**EXERCISE**
Swap each occurrence of "pixel pair" in the data below for "coordinate pair", and reproduce every line of the data with nothing else altered.

**MATERIAL TO PROCESS**
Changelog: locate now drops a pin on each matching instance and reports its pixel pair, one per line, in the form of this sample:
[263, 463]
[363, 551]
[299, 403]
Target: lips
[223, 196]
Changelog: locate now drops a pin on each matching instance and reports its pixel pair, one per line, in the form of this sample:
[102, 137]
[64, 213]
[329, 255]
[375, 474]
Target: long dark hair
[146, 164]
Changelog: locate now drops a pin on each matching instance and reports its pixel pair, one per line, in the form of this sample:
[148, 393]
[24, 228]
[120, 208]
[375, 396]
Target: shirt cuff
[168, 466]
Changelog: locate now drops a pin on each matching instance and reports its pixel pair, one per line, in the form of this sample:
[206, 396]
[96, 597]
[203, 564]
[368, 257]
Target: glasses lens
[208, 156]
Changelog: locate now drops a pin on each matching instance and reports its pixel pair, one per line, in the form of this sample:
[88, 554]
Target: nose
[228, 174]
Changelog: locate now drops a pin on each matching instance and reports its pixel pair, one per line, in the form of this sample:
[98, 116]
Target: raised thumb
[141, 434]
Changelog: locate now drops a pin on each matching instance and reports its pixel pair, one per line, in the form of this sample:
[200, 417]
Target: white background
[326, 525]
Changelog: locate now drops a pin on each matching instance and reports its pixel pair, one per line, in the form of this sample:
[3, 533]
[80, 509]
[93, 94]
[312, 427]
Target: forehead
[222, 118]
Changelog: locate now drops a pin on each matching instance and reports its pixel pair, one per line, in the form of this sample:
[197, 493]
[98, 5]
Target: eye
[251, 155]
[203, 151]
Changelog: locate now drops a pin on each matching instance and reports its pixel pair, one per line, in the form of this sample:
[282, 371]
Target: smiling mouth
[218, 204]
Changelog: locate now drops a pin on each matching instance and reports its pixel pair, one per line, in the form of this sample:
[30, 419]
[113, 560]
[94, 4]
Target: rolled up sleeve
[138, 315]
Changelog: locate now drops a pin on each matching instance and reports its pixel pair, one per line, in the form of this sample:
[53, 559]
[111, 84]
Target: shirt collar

**RESULT BELOW**
Changelog: locate now drops a pin on each matching instance and reports its coordinate pair, one per line, in the form of this sample:
[263, 463]
[363, 551]
[299, 403]
Target: lips
[223, 196]
Changelog: locate now drops a pin on each matching instance and reports its coordinate pair, one per line, in the form of this sample:
[102, 137]
[64, 213]
[329, 255]
[375, 474]
Target: long dark hair
[146, 164]
Changelog: locate now drops a pin on each matching instance and reports its coordinate pair, one per line, in the form of this sample:
[148, 393]
[24, 228]
[120, 208]
[375, 396]
Target: shirt cuff
[168, 466]
Changelog: locate now drops a pin on each matching instance and reports its coordinate pair, one per line, in the form of this sample:
[206, 396]
[96, 597]
[203, 564]
[368, 257]
Target: glasses lens
[208, 156]
Changelog: locate now drops a pin on each matching instance and reports its coordinate pair, one per line, in the form of this sample:
[88, 554]
Target: nose
[228, 174]
Changelog: locate now drops a pin on each matching instance and reports its coordinate pair, one per line, in the form of this sample:
[98, 116]
Target: raised thumb
[141, 434]
Changelog: locate now drops a pin on each matching instance and reports its coordinate pair, one per line, in the form of this sample:
[200, 417]
Target: white background
[326, 525]
Changelog: locate now drops a pin on each matching instance and reports its coordinate pair, one per line, in the form of this sample:
[3, 533]
[80, 509]
[93, 94]
[312, 427]
Target: forehead
[222, 118]
Changelog: locate now drops a pin on each matching instance and reports its coordinate pair, one per line, in the form of this sample:
[197, 493]
[98, 5]
Target: eye
[251, 155]
[203, 151]
Changelog: locate now drops a pin on each matching instance and reports its coordinate pair, one per line, in the form of this sample:
[282, 371]
Target: smiling mouth
[218, 204]
Changelog: locate now drops a pin on each matching instance and reports its coordinate pair, one per line, in the form of this sample:
[30, 419]
[113, 560]
[94, 4]
Target: rolled up sleeve
[138, 315]
Changelog: locate now drops a pin on each matching instance and reports its coordinate pair, one per line, in the form of this sample:
[53, 559]
[111, 84]
Target: shirt collar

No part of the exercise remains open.